### REQUESTS
[A] In the Form 10-Q excerpt, please rewrite the passage starting at "Subsequent to June" and ending at "Robinson are brothers.", swapping "Chief Executive Officer" for "President".
[B] List every person named in the Form 10-Q excerpt.

### EXTRACTED TEXT
□ □ □

Subsequent to June 30, 2016, and prior to the date of this report on Form 10-Q, we entered into certain transactions as follows:


·
In July 2016, James Dalton resigned his positions as our Chief Executive Officer and Chairman. Mr. Dalton will remain with the Company in a consulting capacity.  We will pay Mr. Dalton severance of $20,000 per month for a period of six months in addition to his consulting agreement.
·
In July 2016, Jeffrey Peterson, our Chief Financial Officer, Secretary and Treasurer was appointed as our Chief Executive Officer. Concurrently, Mr. Peterson resigned from his Chief Financial Officer, Secretary and Treasurer positions.
·
In July 2016, we appointed Bradley Robinson to the Board of Directors and Eric Robinson as the Company's Chief Financial Officer, Secretary and Treasurer. Mr. Bradley Robinson and Mr. Eric Robinson are brothers.
·
In July 2016, we received a cash advance from a third party of $350,000.
·
In July 2016, we amended a note payable to extend the maturity date to the earlier of 1) an equity offering in excess $10,000,000, or 2) November 30, 2016; and to include additional default penalties and payment terms.

 
Forward-Looking Statements and Certain Risks
The statements contained in this report that are not purely historical are considered to be "forward-looking statements" within the meaning of the Private Securities Litigation Reform Act of 1995 and Section 21E of the Securities Exchange Act of 1934 (the "Exchange Act"). These statements represent our expectations, hopes, beliefs, anticipations, commitments, intentions, and strategies regarding the future. They may be identified by the use of words or phrases such as "believes," "expects," "anticipates," "should," "plans," "estimates," and "potential," among others. Forward-looking statements include, but are not limited to, statements contained in Management's Discussion and Analysis of Financial Condition and Results of Operations regarding our financial performance, revenue, and expense levels in the future and the sufficiency of our existing assets to fund our future operations and capital spending needs. Readers are cautioned that actual results could differ materially from the anticipated results or other expectations that are expressed in these forward-looking statements for the reasons that are detailed in our most recent Annual Report on Form 10-K. The fact that some of these risk factors may be the same or similar to those in our past Exchange Act reports means only that the risks are present in multiple periods. We believe that many of the risks detailed here and in our other Exchange Act filings are part of doing business in the industry in which we operate and will likely be present in all periods reported. The fact that certain risks are common in the industry does not lessen their significance. The forward-looking statements contained in this report are made as of the date of this report, and we assume no obligation to update them or to update the reasons why our actual results could differ from those that we have projected.

□ □ □

### DATA
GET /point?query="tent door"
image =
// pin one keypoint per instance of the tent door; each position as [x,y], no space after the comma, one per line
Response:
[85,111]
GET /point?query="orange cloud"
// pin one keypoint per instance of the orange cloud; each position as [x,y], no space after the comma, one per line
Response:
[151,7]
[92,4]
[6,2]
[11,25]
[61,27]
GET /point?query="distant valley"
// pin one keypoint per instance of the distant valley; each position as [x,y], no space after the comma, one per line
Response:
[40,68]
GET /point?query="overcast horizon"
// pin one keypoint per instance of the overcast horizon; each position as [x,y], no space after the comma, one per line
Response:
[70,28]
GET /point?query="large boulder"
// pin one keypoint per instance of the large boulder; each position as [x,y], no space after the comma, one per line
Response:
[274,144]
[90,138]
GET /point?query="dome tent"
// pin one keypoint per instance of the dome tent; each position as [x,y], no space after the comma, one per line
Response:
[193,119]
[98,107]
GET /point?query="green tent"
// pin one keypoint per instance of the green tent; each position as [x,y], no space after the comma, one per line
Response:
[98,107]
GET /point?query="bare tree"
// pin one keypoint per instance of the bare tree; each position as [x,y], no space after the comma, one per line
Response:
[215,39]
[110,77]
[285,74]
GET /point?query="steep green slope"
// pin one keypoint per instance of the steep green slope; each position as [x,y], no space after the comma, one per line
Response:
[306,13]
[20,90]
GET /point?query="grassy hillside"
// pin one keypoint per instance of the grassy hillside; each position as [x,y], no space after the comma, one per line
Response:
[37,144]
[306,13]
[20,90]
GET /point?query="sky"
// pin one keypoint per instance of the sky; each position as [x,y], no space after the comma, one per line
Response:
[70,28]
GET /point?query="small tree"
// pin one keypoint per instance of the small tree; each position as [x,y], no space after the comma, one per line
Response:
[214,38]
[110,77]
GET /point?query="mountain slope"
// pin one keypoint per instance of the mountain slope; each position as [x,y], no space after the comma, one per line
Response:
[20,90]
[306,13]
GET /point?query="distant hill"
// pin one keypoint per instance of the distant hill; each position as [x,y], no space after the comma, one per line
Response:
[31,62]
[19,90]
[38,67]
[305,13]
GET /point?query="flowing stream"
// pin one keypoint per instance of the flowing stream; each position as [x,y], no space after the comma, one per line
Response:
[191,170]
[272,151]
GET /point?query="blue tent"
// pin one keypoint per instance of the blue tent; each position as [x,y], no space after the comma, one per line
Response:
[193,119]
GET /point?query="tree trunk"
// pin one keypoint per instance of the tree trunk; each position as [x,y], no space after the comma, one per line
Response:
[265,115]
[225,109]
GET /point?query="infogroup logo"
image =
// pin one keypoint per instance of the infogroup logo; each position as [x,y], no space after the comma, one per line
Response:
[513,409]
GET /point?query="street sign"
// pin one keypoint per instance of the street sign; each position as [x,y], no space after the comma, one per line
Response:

□ □ □

### EXERCISE RESPONSES
[A]
Subsequent to June 30, 2016, and prior to the date of this report on Form 10-Q, we entered into certain transactions as follows:


·
In July 2016, James Dalton resigned his positions as our President and Chairman. Mr. Dalton will remain with the Company in a consulting capacity.  We will pay Mr. Dalton severance of $20,000 per month for a period of six months in addition to his consulting agreement.
·
In July 2016, Jeffrey Peterson, our Chief Financial Officer, Secretary and Treasurer was appointed as our President. Concurrently, Mr. Peterson resigned from his Chief Financial Officer, Secretary and Treasurer positions.
·
In July 2016, we appointed Bradley Robinson to the Board of Directors and Eric Robinson as the Company's Chief Financial Officer, Secretary and Treasurer. Mr. Bradley Robinson and Mr. Eric Robinson are brothers.

[B]
James Dalton
Jeffrey Peterson
Bradley Robinson
Eric Robinson